»»

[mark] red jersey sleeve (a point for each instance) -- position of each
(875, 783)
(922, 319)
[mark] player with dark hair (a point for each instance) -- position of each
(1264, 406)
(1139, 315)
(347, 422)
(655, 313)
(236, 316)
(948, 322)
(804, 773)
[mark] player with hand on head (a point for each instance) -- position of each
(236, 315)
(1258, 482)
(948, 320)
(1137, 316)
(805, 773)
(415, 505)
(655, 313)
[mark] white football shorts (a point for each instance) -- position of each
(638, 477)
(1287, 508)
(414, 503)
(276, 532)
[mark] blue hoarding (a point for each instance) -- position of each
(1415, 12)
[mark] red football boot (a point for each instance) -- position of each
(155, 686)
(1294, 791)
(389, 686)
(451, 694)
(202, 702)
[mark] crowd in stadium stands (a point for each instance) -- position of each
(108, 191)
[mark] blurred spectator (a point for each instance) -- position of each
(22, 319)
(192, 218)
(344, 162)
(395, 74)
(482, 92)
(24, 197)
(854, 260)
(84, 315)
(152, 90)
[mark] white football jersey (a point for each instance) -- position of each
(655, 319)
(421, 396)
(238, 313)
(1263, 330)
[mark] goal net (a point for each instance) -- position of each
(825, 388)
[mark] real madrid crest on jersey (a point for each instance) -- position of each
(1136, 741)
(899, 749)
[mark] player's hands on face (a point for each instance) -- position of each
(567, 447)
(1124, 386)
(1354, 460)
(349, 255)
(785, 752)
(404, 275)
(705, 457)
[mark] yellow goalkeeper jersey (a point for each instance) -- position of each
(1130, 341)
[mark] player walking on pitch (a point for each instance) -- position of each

««

*To be done:* Repeat exactly the lines above, starting with the line that contains "[mark] player with dark" and ending with the last line, both included, and nothing else.

*Answer to this problem:*
[mark] player with dark hair (a point for each instance) -- position of each
(1264, 406)
(1139, 315)
(347, 422)
(655, 313)
(236, 316)
(948, 322)
(804, 773)
[mark] player with hand on head (a point for each instance) -- position of each
(236, 315)
(1258, 482)
(948, 320)
(1137, 316)
(805, 773)
(415, 505)
(655, 313)
[mark] white football shorts (a point for each instance) -- position of each
(638, 477)
(1287, 508)
(414, 503)
(276, 532)
[mark] blue hoarding (a point for each instance) -- position of each
(1415, 12)
[mark] red football boot (a point for each instance) -- position of each
(155, 686)
(1294, 791)
(389, 686)
(451, 694)
(202, 702)
[mark] crowd in stadium stands (a point for each instance) -- position of each
(108, 191)
[mark] blurred spectator (a point for each instance) -- position of each
(22, 319)
(192, 218)
(344, 162)
(395, 74)
(482, 92)
(24, 197)
(854, 260)
(84, 315)
(152, 90)
[mark] white football jersey (a point for each instance) -- position of each
(655, 319)
(421, 396)
(238, 313)
(1263, 330)
[mark] goal net (a point for each instance) -- position of each
(825, 388)
[mark] real madrid crest on jersey (a point for each instance) -- position of each
(1136, 741)
(899, 749)
[mark] player's hands on face (a point for each instance) -- position of each
(567, 447)
(1124, 386)
(1354, 460)
(349, 255)
(785, 752)
(404, 275)
(705, 457)
[mark] yellow goalkeeper jersey (a point for each instance) -- position of each
(1130, 341)
[mark] player walking on pitch (a point for each instance) -- position of each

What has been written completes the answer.